# Collected data:
****************************************
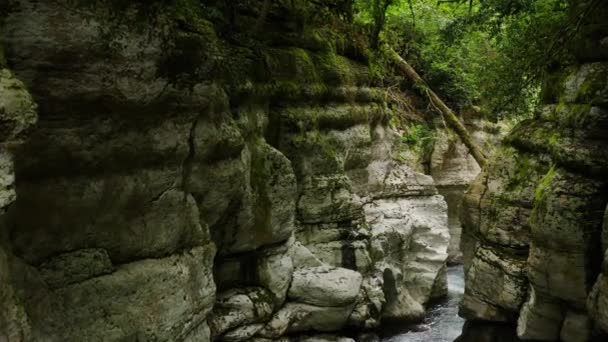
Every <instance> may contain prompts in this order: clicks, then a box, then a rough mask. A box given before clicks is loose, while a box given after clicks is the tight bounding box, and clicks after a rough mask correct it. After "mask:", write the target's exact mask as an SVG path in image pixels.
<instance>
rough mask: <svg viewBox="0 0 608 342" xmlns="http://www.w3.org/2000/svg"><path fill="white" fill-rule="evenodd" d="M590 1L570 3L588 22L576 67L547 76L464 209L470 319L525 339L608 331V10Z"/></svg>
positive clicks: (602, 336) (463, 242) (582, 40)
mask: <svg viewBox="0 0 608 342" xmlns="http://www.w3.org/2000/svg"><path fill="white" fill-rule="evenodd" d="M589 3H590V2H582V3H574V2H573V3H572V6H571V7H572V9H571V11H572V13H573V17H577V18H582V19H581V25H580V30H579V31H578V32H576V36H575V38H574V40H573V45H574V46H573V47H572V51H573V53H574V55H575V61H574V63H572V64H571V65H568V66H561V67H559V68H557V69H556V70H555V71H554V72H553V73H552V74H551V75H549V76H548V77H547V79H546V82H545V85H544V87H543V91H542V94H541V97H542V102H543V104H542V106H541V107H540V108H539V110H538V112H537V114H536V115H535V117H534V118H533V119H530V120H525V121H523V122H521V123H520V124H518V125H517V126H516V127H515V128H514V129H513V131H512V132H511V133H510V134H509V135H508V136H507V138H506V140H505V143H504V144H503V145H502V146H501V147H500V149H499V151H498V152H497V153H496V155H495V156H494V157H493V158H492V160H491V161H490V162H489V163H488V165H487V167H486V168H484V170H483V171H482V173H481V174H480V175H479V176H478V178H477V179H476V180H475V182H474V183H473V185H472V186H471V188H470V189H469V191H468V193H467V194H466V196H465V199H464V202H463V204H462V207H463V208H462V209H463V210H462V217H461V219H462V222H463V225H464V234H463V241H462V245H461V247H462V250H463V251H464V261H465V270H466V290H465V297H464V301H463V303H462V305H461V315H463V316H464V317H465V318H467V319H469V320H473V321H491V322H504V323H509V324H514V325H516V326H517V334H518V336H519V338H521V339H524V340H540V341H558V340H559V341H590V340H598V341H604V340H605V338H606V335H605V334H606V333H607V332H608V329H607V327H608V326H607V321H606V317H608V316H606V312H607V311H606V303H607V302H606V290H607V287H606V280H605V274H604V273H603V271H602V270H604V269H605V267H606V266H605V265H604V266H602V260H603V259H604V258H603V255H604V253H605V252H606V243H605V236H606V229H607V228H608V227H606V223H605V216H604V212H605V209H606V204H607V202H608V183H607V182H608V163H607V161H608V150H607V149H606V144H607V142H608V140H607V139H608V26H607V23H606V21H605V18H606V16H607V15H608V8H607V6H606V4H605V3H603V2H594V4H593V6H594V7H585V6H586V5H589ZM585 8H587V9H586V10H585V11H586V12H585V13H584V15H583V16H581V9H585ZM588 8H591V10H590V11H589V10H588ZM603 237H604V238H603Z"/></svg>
****************************************
Your job is to copy out every line from the records above that has the word "rough".

# Answer to this task:
Every <instance> may contain prompts in this order: clicks, then a box, then a rough mask. A box given before clicks is loose, while a box given after clicks is the tight bounding box, and clicks after a rough mask correct it. After "mask:", write the target's exact mask as an SVG path in image pixels.
rough mask: <svg viewBox="0 0 608 342" xmlns="http://www.w3.org/2000/svg"><path fill="white" fill-rule="evenodd" d="M590 1L570 3L588 22L576 67L547 76L464 209L470 319L525 339L608 331V10Z"/></svg>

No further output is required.